§ **What is expected**
Entries follow. Return each line that contains the word "dirt".

*** Begin section ***

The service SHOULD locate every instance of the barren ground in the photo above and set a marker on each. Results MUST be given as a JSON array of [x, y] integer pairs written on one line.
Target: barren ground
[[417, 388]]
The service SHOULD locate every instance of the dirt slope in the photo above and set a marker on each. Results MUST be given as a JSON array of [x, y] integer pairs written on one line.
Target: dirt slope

*** End section ***
*** Begin section ***

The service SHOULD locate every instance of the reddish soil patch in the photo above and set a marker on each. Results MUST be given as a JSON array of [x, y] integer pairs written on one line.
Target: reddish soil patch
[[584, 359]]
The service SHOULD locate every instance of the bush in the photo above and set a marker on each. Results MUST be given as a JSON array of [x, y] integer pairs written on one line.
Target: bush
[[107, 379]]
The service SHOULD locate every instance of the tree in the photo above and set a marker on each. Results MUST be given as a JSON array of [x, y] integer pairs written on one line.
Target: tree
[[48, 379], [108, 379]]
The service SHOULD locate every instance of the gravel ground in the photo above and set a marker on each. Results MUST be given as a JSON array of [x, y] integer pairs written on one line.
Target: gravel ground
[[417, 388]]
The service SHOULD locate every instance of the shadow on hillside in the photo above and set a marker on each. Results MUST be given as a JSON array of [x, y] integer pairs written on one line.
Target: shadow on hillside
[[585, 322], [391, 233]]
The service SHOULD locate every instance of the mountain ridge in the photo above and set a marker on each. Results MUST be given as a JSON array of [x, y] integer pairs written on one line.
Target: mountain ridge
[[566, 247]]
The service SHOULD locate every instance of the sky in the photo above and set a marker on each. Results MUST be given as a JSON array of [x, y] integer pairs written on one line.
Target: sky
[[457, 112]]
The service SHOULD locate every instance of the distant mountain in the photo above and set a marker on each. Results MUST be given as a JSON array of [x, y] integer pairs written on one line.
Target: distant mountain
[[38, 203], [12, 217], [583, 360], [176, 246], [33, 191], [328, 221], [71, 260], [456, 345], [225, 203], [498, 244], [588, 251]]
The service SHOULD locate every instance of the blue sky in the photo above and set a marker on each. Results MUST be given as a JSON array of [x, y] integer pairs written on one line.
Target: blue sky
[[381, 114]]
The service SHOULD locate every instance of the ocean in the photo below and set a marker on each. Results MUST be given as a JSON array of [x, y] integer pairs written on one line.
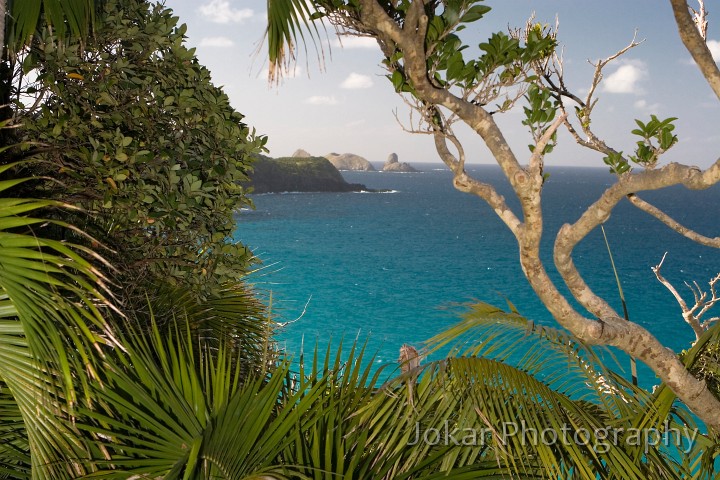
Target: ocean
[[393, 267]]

*** End section ***

§ **Result for this task**
The service SHOULD locate every instance of the dirt slope in the photo above and set a marker on each. Results MUST be given as a JSON array of [x, y] integer pairs written on one line.
Target: dirt slope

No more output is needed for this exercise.